(Referring expression grounding data)
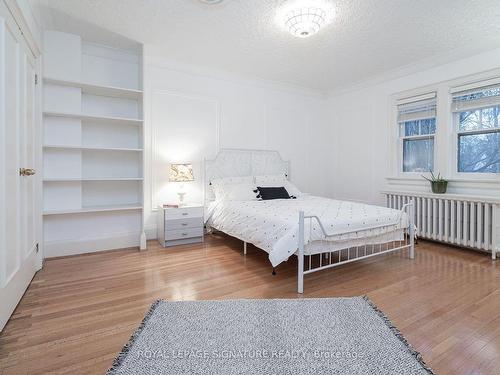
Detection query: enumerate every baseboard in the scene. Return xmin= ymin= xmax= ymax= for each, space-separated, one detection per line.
xmin=145 ymin=226 xmax=157 ymax=240
xmin=45 ymin=226 xmax=158 ymax=258
xmin=44 ymin=231 xmax=141 ymax=258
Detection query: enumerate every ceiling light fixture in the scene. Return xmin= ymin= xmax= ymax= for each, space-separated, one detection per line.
xmin=277 ymin=0 xmax=335 ymax=38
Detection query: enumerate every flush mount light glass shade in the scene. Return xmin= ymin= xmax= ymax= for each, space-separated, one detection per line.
xmin=169 ymin=163 xmax=194 ymax=182
xmin=278 ymin=0 xmax=335 ymax=38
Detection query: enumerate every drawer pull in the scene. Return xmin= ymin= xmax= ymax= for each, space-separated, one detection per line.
xmin=181 ymin=223 xmax=188 ymax=226
xmin=182 ymin=233 xmax=188 ymax=236
xmin=182 ymin=212 xmax=188 ymax=216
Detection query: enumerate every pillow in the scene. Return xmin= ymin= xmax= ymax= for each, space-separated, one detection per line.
xmin=211 ymin=176 xmax=255 ymax=201
xmin=283 ymin=180 xmax=302 ymax=197
xmin=256 ymin=186 xmax=291 ymax=200
xmin=211 ymin=181 xmax=226 ymax=201
xmin=223 ymin=183 xmax=259 ymax=201
xmin=212 ymin=176 xmax=254 ymax=185
xmin=254 ymin=174 xmax=286 ymax=186
xmin=254 ymin=175 xmax=302 ymax=197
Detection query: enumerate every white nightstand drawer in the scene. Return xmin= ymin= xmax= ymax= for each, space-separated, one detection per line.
xmin=166 ymin=217 xmax=203 ymax=230
xmin=166 ymin=227 xmax=203 ymax=241
xmin=158 ymin=204 xmax=204 ymax=248
xmin=164 ymin=206 xmax=203 ymax=220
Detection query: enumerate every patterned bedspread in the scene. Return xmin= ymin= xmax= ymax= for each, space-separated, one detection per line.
xmin=206 ymin=196 xmax=408 ymax=267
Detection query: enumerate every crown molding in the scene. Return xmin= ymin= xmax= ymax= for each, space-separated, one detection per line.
xmin=327 ymin=45 xmax=500 ymax=98
xmin=4 ymin=0 xmax=41 ymax=57
xmin=144 ymin=45 xmax=328 ymax=100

**Task details**
Pictures aside, repeat every entry exactly as written.

**Response for this exercise**
Detection query: enumerate every baseboard in the scene. Return xmin= ymin= xmax= ymax= for each, space-separated, one detection per line.
xmin=145 ymin=226 xmax=157 ymax=240
xmin=45 ymin=226 xmax=158 ymax=258
xmin=44 ymin=231 xmax=141 ymax=258
Detection query: enumerate every ceiling light fixture in the scene. Return xmin= ymin= xmax= ymax= for each, space-separated, one detection per line.
xmin=277 ymin=0 xmax=335 ymax=38
Detection query: enumerate every flush mount light glass shade in the scene. Return xmin= ymin= xmax= ymax= for each, space-separated, one detection per line.
xmin=169 ymin=163 xmax=194 ymax=182
xmin=278 ymin=0 xmax=335 ymax=38
Detection query: enumerate every drawer pull in the scene. Return xmin= ymin= xmax= ymax= for each, space-separated, one detection per line.
xmin=181 ymin=223 xmax=188 ymax=226
xmin=182 ymin=233 xmax=188 ymax=236
xmin=182 ymin=212 xmax=188 ymax=216
Detection query: enumerate every pillow in the scene. Return xmin= ymin= xmax= ymax= for each, space-separated, one detection per line.
xmin=211 ymin=176 xmax=255 ymax=201
xmin=283 ymin=180 xmax=302 ymax=197
xmin=256 ymin=186 xmax=291 ymax=200
xmin=211 ymin=181 xmax=226 ymax=201
xmin=223 ymin=183 xmax=259 ymax=201
xmin=212 ymin=176 xmax=254 ymax=185
xmin=254 ymin=174 xmax=286 ymax=186
xmin=254 ymin=175 xmax=302 ymax=197
Detection query: enumerate every white nightstand drawer in the scene. Return xmin= ymin= xmax= ymax= for each, space-separated, one detection per line.
xmin=166 ymin=217 xmax=203 ymax=230
xmin=166 ymin=227 xmax=203 ymax=241
xmin=158 ymin=204 xmax=204 ymax=248
xmin=164 ymin=206 xmax=203 ymax=220
Detection query: enumerate every patterned bedspread in the scene. Return xmin= ymin= xmax= ymax= for each, space-separated, one detection per line.
xmin=206 ymin=196 xmax=408 ymax=267
Detection query: enumerate every crown molding in the scene. Return xmin= ymin= xmax= ymax= for each, space-separated, one detection per line.
xmin=327 ymin=45 xmax=500 ymax=98
xmin=4 ymin=0 xmax=41 ymax=57
xmin=144 ymin=45 xmax=328 ymax=100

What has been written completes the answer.